#### [Texto de origen]
Por supuesto, en las actuales condiciones resulta central problematizar tanto las nociones de Estado nación como la de cuidados. Desde una perspectiva foucaultiana, podemos entender al Estado como el efecto hegemónico de un conjunto de relaciones de fuerza, de formas de ejercicio del poder entramadas en lo social. Sobre esta base, la invitación es a centrar la mirada en estas tecnologías de poder y sus racionalidades asociadas, por lo cual el problematizar los cuidados se vuelve una tarea de primer orden. Al respecto, es sabido –según la formulación clásica de Foucault– que así como lo propio del poder soberano fue “dejar vivir y hacer morir”, el biopoder se caracteriza por “hacer vivir y dejar morir”, dando origen a la anatomopolítica (que busca incidir sobre el cuerpo físico) y la biopolítica, que busca tener efectos sobre lo humano en tanto especie, y que se intensifica desde el siglo XVIII.

No obstante, al decir de Rodriguez:

Hasta entrado el siglo XX, el cuidado que pretendía ejercer el estado sobre la población en la línea de cuerpo-especie iba de arriba abajo (prescribiendo conductas para cuidar la vida). Luego, la salud se convierte en objeto de preocupación para el Estado en tanto debe garantizar el derecho de los individuos a la buena salud.” (2019: 399)

Es destacable cómo, desde este punto de vista, desde mediados del siglo XX la biopolítica comienza a entramarse con una gubernamentalidad de tipo neoliberal: una noción de cuidados orientada a sostener la vida de individuos atomizados entendidos como capital humano cuyas capacidades el Estado debe sostener e incrementar, no en aras de un beneficio común, sino de la maximización de su potencial capaz de ser valorizados por el mercado. Ante ello surge la pregunta: ¿cómo podemos pensar un cuidado de la vida no neoliberal?

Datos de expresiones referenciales
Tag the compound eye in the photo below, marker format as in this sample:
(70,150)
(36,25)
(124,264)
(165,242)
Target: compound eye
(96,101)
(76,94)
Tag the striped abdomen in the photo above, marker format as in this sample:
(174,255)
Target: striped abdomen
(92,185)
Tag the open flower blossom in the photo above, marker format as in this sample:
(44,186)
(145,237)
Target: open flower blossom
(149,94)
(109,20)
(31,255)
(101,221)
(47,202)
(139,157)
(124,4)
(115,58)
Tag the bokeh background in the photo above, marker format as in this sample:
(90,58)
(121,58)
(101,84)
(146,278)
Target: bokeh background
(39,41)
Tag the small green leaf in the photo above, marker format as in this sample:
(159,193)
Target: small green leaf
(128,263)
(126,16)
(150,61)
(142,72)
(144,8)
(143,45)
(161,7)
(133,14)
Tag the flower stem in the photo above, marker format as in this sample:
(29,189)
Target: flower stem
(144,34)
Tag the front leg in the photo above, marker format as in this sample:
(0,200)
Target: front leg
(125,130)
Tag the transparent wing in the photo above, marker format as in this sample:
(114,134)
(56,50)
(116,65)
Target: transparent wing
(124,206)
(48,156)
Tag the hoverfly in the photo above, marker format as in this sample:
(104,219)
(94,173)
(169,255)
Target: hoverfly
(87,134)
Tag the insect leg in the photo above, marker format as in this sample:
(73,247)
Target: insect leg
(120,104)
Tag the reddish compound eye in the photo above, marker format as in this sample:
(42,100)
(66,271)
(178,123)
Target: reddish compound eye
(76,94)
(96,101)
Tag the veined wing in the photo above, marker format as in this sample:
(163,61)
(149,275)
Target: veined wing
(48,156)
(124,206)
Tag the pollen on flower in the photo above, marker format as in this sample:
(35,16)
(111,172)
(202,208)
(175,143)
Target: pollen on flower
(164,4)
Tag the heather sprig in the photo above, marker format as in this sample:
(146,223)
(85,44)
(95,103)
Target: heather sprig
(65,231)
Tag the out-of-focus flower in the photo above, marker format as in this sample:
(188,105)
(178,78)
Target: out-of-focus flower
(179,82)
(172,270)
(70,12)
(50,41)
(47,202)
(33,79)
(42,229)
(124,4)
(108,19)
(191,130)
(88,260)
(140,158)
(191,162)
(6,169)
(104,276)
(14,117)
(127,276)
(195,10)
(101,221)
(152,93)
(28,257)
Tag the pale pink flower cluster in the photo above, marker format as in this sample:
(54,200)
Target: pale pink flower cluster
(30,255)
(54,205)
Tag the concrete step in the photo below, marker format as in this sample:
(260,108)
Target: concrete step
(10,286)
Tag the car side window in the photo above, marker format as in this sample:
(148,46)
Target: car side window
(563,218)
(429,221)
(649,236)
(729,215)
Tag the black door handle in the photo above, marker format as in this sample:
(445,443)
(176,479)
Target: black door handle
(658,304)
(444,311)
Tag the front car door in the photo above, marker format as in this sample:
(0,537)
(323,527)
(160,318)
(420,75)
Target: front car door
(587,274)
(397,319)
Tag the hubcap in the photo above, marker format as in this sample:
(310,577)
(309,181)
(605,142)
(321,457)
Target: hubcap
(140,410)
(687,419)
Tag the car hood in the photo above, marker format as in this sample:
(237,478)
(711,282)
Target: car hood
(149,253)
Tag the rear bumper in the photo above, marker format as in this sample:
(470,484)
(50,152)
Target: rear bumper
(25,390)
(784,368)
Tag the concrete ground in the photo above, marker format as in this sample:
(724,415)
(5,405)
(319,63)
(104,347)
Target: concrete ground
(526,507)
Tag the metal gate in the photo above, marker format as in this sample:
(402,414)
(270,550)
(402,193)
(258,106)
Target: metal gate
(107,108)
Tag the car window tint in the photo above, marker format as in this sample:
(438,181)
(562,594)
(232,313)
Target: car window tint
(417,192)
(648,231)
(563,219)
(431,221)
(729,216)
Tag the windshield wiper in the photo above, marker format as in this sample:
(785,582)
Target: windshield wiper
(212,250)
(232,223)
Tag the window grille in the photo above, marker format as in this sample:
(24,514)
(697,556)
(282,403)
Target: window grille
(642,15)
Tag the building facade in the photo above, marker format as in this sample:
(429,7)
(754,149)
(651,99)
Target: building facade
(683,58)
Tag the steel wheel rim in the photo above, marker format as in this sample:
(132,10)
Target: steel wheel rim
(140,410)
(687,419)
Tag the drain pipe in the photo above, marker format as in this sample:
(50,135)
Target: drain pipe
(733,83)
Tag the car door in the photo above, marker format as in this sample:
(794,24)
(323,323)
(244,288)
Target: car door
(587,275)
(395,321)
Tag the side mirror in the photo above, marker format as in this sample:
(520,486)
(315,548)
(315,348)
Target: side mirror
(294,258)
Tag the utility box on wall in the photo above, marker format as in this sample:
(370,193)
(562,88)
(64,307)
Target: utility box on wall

#### [Preguntas sobre material]
A - Enumera, con sus palabras exactas, todas las expresiones del texto sobre biopolítica que mencionan un siglo.
B - Traduce al inglés esta oración del texto sobre biopolítica: "Ante ello surge la pregunta: ¿cómo podemos pensar un cuidado de la vida no neoliberal?"

#### [Clave de respuestas]
A -
- "desde el siglo XVIII"
- "Hasta entrado el siglo XX"
- "desde mediados del siglo XX"

B - This raises the question: how can we conceive of a non-neoliberal care of life?